Data records
☆ ☆ ☆ ☆ ☆ ☆ ☆
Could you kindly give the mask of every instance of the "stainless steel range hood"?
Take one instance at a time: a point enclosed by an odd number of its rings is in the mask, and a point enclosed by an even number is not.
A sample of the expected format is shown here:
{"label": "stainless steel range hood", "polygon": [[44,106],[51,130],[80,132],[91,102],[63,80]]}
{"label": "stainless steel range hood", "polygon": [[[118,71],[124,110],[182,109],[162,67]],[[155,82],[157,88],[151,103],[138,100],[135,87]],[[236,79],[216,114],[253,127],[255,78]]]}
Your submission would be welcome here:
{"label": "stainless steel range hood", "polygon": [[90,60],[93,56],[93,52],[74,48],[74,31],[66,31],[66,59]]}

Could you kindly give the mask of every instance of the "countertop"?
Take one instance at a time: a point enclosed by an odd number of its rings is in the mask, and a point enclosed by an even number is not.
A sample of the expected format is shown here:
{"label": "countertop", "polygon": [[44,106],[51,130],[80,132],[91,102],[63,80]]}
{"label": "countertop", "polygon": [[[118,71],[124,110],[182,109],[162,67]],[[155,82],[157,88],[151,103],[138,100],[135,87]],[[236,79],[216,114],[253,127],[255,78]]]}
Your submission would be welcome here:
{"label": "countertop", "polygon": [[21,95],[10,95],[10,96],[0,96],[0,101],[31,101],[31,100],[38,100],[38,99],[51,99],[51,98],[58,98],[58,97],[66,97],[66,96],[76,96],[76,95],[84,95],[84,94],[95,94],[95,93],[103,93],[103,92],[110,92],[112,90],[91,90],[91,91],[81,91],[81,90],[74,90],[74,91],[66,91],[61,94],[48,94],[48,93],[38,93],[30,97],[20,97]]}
☆ ☆ ☆ ☆ ☆ ☆ ☆
Task details
What is needed here is an exact copy of all the records above.

Exercise output
Could you kindly give the mask of every instance of the "stainless steel range hood"?
Take one instance at a time: a point enclosed by an odd number of its rings is in the mask, and a point enclosed by an even number is not.
A sample of the expected format is shown here:
{"label": "stainless steel range hood", "polygon": [[44,106],[51,130],[80,132],[91,102],[63,80]]}
{"label": "stainless steel range hood", "polygon": [[[118,71],[124,110],[182,109],[162,67]],[[155,82],[157,88],[151,103],[138,100],[135,87]],[[236,79],[216,114],[253,127],[255,78]]]}
Your submission would be welcome here:
{"label": "stainless steel range hood", "polygon": [[90,60],[93,56],[93,52],[74,48],[74,31],[66,31],[66,59]]}

Could you kindly give the mask of every instance of the "countertop"?
Take one instance at a time: a point enclosed by an odd number of its rings is in the mask, and a point enclosed by an even number is not.
A sample of the expected format is shown here:
{"label": "countertop", "polygon": [[44,106],[51,130],[80,132],[91,102],[63,80]]}
{"label": "countertop", "polygon": [[[118,71],[124,110],[182,109],[162,67]],[[155,82],[157,88],[151,103],[138,100],[135,87]],[[236,79],[216,114],[253,127],[255,78]]]}
Your submission would be welcome here:
{"label": "countertop", "polygon": [[21,95],[10,95],[10,96],[0,96],[0,101],[31,101],[31,100],[38,100],[38,99],[51,99],[51,98],[58,98],[58,97],[66,97],[66,96],[76,96],[76,95],[84,95],[84,94],[95,94],[95,93],[103,93],[103,92],[110,92],[112,90],[91,90],[91,91],[81,91],[81,90],[74,90],[74,91],[66,91],[61,94],[48,94],[48,93],[38,93],[30,97],[20,97]]}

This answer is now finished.